Source document –
_ _ _ _
MORE than 1,200 women across the North East and North Cumbria have already benefited from a new community pharmacy scheme making treatment for urinary tract infections (UTIs) faster and easier.
The initiative, launched at the end of July, enables local community pharmacists to treat women aged 16-64 with uncomplicated UTIs, excluding those who are pregnant, without the need for a GP appointment or prescription.
Symptoms of a UTI include:
- Burning or stinging sensation on passing urine
- Needing to pass urine frequently or urgently
- Cloudy urine
- Passing excessive or large quantities of urine
Backed by the North East and North Cumbria Integrated Care Board (ICB), the six month pilot scheme aims to provide a more convenient option and faster access to treatment for patients whilst also helping reduce pressures on GP practices.
Dr Neil O’Brien, executive medical director, North East and North Cumbria ICB said: “UTIs are one of the most common bacterial infections that GPs see in female patients with over 40 percent of women likely to suffer from one in their lifetime.
“They can develop quickly, are acutely painful and we know that patients want fast access to rapid relief of symptoms. Consequently, UTIs take up a large proportion of resources within the healthcare system accounting for up to four percent of all GP appointments each year.
“Early signs from this new initiative are proving extremely positive, around 300 patients a week have already been seen by community pharmacists for advice and treatment for a UTI, which demonstrates just what can be achieved when we work together in the interests of improving healthcare for our patients and the wider healthcare system.”
375 of the 651 community pharmacies across the North East and North Cumbria have already signed up to the UTI pilot scheme with more expected to join over the coming weeks.
Interim director of medicines and pharmacy, North East and North Cumbria ICB, Ewan Maule, said: “It’s very encouraging to see so many community pharmacies signed up to the pilot scheme and such large numbers of patients already coming forward.
“Community pharmacists are highly trained and utilising them to improve access to UTI advice and treatment not only offers a more convenient service for patients but also significantly reduces the demand on general practice and limits the number of unnecessary visits to emergency departments and other health care providers.”
_ _ _ _
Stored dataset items

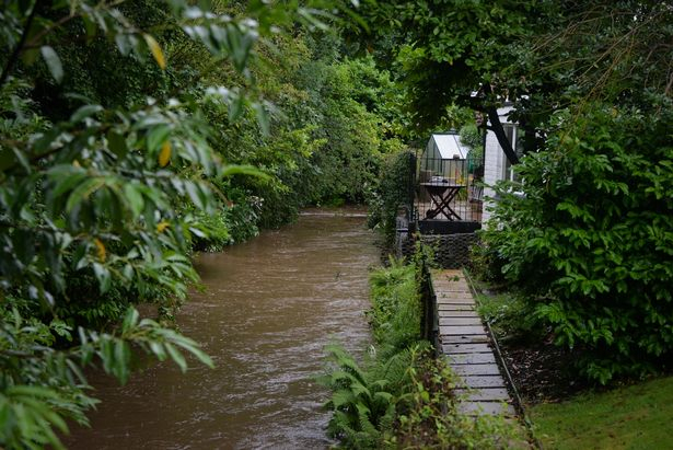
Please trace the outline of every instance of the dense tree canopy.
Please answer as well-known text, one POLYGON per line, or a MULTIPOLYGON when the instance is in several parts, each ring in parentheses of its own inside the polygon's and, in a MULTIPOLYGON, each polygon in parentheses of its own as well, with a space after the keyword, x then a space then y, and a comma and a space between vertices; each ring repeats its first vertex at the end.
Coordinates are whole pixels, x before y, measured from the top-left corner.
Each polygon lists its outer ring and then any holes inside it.
POLYGON ((673 350, 670 2, 388 1, 365 15, 393 36, 373 39, 419 125, 472 106, 517 162, 496 113, 513 104, 529 158, 498 189, 491 275, 525 292, 589 377, 661 367, 673 350))
POLYGON ((60 447, 89 366, 210 365, 170 323, 193 250, 362 200, 401 146, 387 73, 326 25, 344 5, 201 3, 4 2, 0 447, 60 447))

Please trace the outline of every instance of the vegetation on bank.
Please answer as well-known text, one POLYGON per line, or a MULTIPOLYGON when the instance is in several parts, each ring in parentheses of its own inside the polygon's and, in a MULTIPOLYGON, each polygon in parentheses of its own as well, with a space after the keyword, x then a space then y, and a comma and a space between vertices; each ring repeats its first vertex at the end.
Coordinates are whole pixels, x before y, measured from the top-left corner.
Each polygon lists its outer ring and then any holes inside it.
POLYGON ((671 447, 673 378, 541 403, 529 414, 547 449, 663 450, 671 447))
POLYGON ((500 417, 457 412, 456 376, 420 338, 419 274, 415 263, 391 261, 372 272, 368 313, 374 346, 358 362, 341 347, 327 349, 322 378, 333 393, 328 434, 343 447, 504 448, 521 432, 500 417))
POLYGON ((211 364, 171 321, 194 251, 375 188, 398 90, 345 55, 345 10, 4 2, 0 447, 60 448, 55 430, 86 424, 86 367, 125 382, 142 353, 211 364))

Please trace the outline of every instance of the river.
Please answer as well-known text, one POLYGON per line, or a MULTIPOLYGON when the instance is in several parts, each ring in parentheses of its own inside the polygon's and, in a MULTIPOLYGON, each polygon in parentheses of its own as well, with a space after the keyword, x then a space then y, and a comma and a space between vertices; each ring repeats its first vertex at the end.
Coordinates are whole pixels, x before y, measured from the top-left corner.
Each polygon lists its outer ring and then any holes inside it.
POLYGON ((370 339, 363 311, 368 268, 379 251, 364 220, 302 216, 196 266, 195 292, 177 319, 204 345, 216 369, 192 362, 151 366, 120 388, 95 380, 103 403, 91 429, 66 439, 73 449, 327 448, 313 381, 324 346, 361 350, 370 339))

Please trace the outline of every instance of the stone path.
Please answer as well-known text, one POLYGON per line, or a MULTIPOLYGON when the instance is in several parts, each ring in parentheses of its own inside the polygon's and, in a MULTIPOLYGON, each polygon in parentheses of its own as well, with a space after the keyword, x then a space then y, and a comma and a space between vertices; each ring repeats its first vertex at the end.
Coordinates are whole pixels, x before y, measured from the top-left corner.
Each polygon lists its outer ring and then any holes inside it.
POLYGON ((461 409, 468 414, 514 416, 500 368, 475 300, 461 270, 436 270, 432 285, 439 314, 442 354, 463 381, 461 409))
_ _ _ _
Work task – Retype the passage from the article on the UTI pharmacy scheme, from "The initiative, launched" to "on GP practices.", with no changes.

Problem solution –
The initiative, launched at the end of July, enables local community pharmacists to treat women aged 16-64 with uncomplicated UTIs, excluding those who are pregnant, without the need for a GP appointment or prescription.
Symptoms of a UTI include:
- Burning or stinging sensation on passing urine
- Needing to pass urine frequently or urgently
- Cloudy urine
- Passing excessive or large quantities of urine
Backed by the North East and North Cumbria Integrated Care Board (ICB), the six month pilot scheme aims to provide a more convenient option and faster access to treatment for patients whilst also helping reduce pressures on GP practices.